■ **Supplied passage**
<<<<

This, in turn, led us to the Museum of Endangered Sounds, which I highly recommend to anyone with a pair of headphones and a few hours to kill. Of course, we can’t even document some of them—the early-morning scuttle of coal, for instance, was probably too humble ever to rate a recording. I mean, how many of us have bothered to record the hiss of a radiator—and presumably that won’t be around forever. For that matter, someone ought to memorialize the rattle of a dead, incandescent bulb.
I must have had this in mind when I ran across this image on Retronaut. Because the sound of a card catalog—the squeak of the drawer, the slight ruffle of the stiff paper, the sliding noise as a card is pulled from the file—is almost certainly on the endangered list. (To say nothing of everything else in the picture.)
March 10, 2014 | by Sadie Stein
Sometimes I like to think about what kind of sounds the people of a hundred or seventy-five years ago might have taken for granted, and those that are new—like the rattle of that stiff cereal bag, or a waking computer, of course—and those that will be extinct in our lifetime. When you play this game, you can catalog all the small elements of the sound track of a moment, and, because our knowledge is historical, place yourself in the larger context of all human existence. Or something. Anyway, it’s fun.
The Pop Chart Lab has just released a new chart, this one titled A Visual Compendium of Typewriters. It features sixty hand-drawn machines, ranging from the 1870 Hammond to ornate Triumphs to the sleek Smith-Coronas of the 1960s. I thought of sending it to my dad, who is a typewriter enthusiast—although he recently lent out the bulk of his collection to the Paris Review offices. He is trying to divest himself of stuff; both my parents are. But there are still a few typewriters here, at their house, and I spent a little while typing on them this morning.

>>>>

■ **Activity 1**
In the passage on endangered sounds, how many hand-drawn machines does the Pop Chart Lab chart feature?
■ **Activity 2**
Pick up the passage on endangered sounds after its last sentence and carry it forward in the same voice.

■ **Study material**

<<<<

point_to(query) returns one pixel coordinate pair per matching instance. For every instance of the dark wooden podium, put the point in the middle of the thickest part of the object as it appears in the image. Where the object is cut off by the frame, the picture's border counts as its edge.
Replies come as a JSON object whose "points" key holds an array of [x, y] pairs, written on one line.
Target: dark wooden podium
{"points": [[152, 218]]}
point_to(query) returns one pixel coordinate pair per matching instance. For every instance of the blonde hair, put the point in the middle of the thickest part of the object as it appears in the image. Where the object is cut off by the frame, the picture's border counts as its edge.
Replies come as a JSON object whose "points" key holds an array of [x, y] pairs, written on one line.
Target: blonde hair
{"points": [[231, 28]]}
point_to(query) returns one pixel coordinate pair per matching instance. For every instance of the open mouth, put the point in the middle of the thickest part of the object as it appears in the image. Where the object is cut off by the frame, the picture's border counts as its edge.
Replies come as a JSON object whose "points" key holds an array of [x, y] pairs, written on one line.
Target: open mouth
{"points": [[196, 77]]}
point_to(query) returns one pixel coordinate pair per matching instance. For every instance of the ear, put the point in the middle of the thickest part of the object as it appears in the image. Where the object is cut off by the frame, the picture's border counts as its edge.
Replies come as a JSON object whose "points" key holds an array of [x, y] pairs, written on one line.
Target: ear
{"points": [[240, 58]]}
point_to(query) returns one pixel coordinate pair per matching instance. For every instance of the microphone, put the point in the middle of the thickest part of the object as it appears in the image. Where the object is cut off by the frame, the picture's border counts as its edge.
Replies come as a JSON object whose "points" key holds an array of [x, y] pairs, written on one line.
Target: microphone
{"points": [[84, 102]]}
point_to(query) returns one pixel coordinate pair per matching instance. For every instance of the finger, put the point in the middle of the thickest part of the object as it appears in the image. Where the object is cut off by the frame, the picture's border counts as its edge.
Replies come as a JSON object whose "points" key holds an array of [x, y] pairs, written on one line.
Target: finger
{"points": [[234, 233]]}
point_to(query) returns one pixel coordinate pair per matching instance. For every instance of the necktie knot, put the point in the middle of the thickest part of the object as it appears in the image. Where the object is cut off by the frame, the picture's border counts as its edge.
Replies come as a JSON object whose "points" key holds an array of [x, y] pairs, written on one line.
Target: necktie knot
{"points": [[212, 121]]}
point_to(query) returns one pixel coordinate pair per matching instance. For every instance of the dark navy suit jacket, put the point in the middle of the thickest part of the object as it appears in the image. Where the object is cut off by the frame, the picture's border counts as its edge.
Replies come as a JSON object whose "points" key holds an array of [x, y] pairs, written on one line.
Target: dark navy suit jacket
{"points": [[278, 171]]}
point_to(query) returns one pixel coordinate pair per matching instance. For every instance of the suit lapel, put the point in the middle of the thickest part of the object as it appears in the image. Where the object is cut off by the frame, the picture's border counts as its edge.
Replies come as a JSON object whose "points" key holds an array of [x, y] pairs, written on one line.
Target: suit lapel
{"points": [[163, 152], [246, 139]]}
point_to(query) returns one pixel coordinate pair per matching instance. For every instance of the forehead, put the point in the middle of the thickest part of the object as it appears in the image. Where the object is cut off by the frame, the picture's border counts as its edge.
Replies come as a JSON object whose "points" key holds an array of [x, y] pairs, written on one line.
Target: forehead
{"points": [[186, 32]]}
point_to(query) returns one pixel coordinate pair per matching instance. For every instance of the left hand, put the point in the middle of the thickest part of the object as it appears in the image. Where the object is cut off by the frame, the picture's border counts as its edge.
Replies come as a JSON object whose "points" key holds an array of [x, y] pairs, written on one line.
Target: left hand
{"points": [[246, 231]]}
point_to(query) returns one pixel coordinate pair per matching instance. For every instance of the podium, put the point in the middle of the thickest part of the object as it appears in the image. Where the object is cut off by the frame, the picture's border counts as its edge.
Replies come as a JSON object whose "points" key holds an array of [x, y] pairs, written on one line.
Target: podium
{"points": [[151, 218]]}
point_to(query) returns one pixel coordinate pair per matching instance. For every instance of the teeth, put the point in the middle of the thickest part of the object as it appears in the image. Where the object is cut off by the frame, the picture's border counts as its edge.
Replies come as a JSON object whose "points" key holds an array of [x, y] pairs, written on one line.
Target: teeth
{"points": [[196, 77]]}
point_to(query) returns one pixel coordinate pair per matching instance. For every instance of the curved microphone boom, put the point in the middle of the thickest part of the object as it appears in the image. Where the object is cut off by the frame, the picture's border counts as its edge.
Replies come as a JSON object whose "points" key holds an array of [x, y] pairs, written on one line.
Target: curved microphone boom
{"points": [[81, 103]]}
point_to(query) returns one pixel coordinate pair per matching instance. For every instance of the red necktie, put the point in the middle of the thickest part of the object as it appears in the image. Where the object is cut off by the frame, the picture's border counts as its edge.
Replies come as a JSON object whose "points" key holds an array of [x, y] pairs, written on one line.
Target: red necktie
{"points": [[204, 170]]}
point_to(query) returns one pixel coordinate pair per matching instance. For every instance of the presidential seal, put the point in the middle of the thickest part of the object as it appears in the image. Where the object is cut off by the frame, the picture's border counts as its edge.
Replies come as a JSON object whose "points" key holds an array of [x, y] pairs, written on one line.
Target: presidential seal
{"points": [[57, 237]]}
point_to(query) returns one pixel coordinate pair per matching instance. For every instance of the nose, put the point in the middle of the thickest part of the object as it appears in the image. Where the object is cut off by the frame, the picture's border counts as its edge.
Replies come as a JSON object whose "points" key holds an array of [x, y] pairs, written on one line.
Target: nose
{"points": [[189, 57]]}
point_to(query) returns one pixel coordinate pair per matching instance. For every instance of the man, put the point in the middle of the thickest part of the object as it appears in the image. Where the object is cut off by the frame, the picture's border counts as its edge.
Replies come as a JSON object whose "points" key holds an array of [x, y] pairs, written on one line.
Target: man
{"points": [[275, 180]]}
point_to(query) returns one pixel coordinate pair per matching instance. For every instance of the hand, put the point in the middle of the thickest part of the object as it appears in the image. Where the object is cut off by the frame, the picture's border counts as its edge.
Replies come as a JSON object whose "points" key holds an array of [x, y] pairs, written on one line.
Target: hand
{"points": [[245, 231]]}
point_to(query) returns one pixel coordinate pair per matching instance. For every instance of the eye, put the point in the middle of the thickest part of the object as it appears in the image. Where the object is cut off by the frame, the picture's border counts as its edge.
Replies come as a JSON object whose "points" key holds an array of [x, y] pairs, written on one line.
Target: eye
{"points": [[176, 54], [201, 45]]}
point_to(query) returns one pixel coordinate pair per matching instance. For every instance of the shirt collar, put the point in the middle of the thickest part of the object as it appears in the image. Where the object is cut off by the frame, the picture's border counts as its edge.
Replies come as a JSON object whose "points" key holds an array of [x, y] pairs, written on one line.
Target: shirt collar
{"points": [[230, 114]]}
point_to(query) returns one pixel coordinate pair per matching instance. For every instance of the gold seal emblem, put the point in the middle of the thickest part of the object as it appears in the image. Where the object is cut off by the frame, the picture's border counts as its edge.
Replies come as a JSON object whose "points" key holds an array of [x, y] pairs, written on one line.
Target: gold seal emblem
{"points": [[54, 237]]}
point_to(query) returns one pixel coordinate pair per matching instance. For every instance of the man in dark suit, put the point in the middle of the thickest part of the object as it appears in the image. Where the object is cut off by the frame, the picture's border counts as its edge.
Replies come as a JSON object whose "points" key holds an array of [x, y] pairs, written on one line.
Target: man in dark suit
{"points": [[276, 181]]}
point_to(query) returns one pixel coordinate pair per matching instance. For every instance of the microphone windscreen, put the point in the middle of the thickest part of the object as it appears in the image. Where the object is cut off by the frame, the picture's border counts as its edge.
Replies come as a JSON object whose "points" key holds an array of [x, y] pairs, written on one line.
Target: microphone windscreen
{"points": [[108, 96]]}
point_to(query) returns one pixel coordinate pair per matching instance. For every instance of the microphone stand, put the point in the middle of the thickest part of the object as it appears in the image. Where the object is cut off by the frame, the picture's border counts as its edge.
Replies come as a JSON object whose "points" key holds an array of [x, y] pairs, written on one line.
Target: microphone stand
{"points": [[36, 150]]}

>>>>

■ **Expected answer 1**
Sixty.

■ **Expected answer 2**
A few years ago, my father gave me a very beautiful typewriter—an olive-hued second-model Royal Portable. At the time, he sent me the following note:
I forgot to ask how you like the typewriter. I thought it was the best in my collection; not just the most attractive, but the one with the crispest action and, hardly to be underestimated, the most satisfying sound. In fact, all of this was confirmed by my just-concluded visit with the gentlemanly proprietor of Gramercy Office Equipment, apparently the last old-time typewriter repair shop in the city. (I went to him with my Olivetti Valentine, a machine so gorgeous it is in MoMA’s permanent collection, but one with a tendency to fall apart even when less harshly treated than was mine.) In any case, he had two Royals like yours on display, only in brown and blue. I told the guy and his son (his only employee) that we had a green one and they were suitably impressed, going on about its merits. I also procured from them a ribbon for the machine, and they said that if you had any difficulty installing it, you should bring it by. You might wish to do so anyway, because the place is the last of a dying breed, and should you be so inclined, they’ll talk old typewriters forever. They’re right across from your old stomping grounds at the Flatiron, at 174 Fifth Ave, between 22nd and 23rd, 4th floor.
If you go to that typewriter repair shop my dad recommended, you will hear a cacophony of typewriter sounds—a living anachronism. It’s not for effect, or to create the illusion of age like the ersatz sepia patina on a highball-slinging new bar, but because the machines are being serviced, and oiled, and tested, and tweaked, and there is nowhere else for them to go. Somehow, those sounds give me a greater chill than they would if the typewriters were being used in some attempt to evoke an earlier time; the functionality and utility of the sound is what is transporting.
“At the typewriter you find out who you are,” said that seriocomic sage of Washington State, Tom Robbins. Maybe; I hope not. But I recommend pecking away as a form of therapy if you are feeling overwhelmed. There is a reason the mechanism of the keys is called “action”—and sometimes taking action, however small, is very comforting. Even if, like me, you cannot really type.